- [Given exercise]: Find every line in the rows below that contains the word "hull", and copy each of those lines in full. Matching is case-sensitive.

- [Dataset entries]:
########

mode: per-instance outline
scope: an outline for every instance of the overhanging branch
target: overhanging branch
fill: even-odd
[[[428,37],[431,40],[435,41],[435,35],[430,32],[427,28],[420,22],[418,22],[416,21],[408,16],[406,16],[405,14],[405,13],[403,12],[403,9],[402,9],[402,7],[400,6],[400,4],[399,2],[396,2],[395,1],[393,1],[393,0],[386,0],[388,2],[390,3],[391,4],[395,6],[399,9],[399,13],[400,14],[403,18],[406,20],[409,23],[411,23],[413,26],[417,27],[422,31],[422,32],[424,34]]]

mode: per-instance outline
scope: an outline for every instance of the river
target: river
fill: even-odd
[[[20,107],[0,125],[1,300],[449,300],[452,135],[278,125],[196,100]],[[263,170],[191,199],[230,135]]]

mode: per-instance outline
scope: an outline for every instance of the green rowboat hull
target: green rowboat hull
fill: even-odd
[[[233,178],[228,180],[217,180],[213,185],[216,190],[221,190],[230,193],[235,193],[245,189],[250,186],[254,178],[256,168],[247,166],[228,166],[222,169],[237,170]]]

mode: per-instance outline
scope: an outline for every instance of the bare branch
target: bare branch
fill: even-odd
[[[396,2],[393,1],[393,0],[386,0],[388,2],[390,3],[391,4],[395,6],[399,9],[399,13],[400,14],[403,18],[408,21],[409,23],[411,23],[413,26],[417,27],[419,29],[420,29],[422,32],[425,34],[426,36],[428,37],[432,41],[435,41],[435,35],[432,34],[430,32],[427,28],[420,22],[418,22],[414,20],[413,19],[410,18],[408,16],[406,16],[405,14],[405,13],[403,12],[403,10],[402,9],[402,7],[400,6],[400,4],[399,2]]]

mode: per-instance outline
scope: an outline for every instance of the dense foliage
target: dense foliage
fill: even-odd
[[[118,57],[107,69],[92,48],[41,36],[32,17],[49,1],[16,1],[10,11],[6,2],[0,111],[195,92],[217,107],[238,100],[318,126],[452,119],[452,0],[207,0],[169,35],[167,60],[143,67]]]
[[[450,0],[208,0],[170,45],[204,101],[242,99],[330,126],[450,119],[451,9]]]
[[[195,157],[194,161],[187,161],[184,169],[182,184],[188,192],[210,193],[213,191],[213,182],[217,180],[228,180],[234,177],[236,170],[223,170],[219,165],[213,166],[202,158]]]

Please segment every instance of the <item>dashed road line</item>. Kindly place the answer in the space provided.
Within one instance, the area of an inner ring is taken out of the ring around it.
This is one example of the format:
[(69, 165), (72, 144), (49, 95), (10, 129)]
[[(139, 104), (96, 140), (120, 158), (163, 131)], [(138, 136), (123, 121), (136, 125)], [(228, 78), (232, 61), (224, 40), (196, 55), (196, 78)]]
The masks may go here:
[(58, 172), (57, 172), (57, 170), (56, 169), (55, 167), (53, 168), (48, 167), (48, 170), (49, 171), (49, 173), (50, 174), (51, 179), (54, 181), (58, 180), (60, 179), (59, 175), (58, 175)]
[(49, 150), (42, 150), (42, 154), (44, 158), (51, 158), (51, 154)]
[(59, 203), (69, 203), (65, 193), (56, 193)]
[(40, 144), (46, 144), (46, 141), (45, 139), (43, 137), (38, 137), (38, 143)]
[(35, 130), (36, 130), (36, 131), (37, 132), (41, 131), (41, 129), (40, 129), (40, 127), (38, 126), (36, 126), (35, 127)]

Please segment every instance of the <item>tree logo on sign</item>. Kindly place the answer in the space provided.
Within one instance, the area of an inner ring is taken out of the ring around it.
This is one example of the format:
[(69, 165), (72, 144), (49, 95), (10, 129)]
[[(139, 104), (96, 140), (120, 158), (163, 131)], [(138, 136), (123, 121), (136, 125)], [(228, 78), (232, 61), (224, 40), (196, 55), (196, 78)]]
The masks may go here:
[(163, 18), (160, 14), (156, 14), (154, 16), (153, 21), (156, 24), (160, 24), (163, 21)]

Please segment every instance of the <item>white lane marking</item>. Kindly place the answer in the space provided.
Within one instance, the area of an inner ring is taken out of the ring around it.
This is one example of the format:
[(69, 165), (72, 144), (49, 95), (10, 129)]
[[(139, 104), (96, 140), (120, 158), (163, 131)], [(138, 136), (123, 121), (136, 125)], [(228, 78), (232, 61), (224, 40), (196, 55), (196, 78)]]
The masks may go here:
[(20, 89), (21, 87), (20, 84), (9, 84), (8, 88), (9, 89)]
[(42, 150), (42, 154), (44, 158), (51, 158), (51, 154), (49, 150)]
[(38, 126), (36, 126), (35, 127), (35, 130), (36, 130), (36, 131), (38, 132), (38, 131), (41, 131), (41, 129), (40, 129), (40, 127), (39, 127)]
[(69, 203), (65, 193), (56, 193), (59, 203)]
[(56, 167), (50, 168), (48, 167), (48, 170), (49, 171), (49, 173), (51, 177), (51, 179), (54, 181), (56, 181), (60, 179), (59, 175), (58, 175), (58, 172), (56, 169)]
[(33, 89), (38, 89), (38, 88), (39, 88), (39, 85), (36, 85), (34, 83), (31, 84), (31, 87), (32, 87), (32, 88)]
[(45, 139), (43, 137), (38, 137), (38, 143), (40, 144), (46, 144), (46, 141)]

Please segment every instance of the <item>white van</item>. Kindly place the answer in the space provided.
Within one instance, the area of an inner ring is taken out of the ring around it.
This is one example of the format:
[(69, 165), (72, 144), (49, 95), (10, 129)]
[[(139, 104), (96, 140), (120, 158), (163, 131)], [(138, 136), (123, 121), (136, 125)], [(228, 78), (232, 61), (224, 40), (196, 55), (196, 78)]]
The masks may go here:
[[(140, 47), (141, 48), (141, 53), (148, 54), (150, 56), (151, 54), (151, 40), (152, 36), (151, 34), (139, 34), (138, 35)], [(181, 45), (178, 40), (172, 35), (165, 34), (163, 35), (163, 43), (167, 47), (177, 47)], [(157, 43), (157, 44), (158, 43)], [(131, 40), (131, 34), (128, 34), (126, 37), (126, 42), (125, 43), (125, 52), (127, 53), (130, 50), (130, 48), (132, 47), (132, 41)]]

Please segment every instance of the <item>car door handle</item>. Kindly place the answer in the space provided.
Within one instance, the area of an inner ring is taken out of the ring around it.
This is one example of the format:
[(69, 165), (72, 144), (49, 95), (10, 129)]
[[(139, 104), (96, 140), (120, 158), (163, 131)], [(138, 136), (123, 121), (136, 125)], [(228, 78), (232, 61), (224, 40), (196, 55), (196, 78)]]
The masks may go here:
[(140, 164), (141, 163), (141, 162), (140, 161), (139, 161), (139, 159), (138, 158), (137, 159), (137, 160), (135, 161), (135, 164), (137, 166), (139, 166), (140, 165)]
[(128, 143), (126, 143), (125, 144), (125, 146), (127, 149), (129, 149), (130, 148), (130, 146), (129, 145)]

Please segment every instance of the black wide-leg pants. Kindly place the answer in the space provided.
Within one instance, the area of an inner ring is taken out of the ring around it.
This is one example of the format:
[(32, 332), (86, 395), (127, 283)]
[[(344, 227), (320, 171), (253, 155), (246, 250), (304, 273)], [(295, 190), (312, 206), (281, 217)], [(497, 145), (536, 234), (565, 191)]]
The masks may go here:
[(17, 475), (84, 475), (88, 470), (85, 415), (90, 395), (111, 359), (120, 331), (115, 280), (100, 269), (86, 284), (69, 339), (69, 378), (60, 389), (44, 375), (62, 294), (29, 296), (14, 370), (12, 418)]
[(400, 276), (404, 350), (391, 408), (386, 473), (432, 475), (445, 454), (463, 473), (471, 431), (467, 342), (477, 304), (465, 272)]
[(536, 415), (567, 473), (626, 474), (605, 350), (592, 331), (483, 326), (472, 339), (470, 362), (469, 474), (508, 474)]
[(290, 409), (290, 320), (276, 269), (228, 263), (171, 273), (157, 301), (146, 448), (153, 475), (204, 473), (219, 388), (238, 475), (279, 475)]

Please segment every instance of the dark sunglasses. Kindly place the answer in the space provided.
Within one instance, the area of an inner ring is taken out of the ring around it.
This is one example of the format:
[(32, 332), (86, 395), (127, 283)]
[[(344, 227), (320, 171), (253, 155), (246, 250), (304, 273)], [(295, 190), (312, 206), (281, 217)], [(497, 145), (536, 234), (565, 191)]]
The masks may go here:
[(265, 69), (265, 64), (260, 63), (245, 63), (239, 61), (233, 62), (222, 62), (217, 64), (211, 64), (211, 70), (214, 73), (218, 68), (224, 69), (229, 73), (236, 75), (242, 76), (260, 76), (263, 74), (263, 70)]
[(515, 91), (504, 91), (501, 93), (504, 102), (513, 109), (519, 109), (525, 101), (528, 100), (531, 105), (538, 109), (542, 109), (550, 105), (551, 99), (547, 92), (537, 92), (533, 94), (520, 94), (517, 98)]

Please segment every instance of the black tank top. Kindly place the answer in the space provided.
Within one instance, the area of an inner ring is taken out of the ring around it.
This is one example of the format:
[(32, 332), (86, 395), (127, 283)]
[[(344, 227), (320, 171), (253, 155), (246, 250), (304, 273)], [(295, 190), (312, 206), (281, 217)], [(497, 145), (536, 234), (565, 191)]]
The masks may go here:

########

- [Complete answer]:
scope: an outline for every instance of the green rowboat hull
target: green rowboat hull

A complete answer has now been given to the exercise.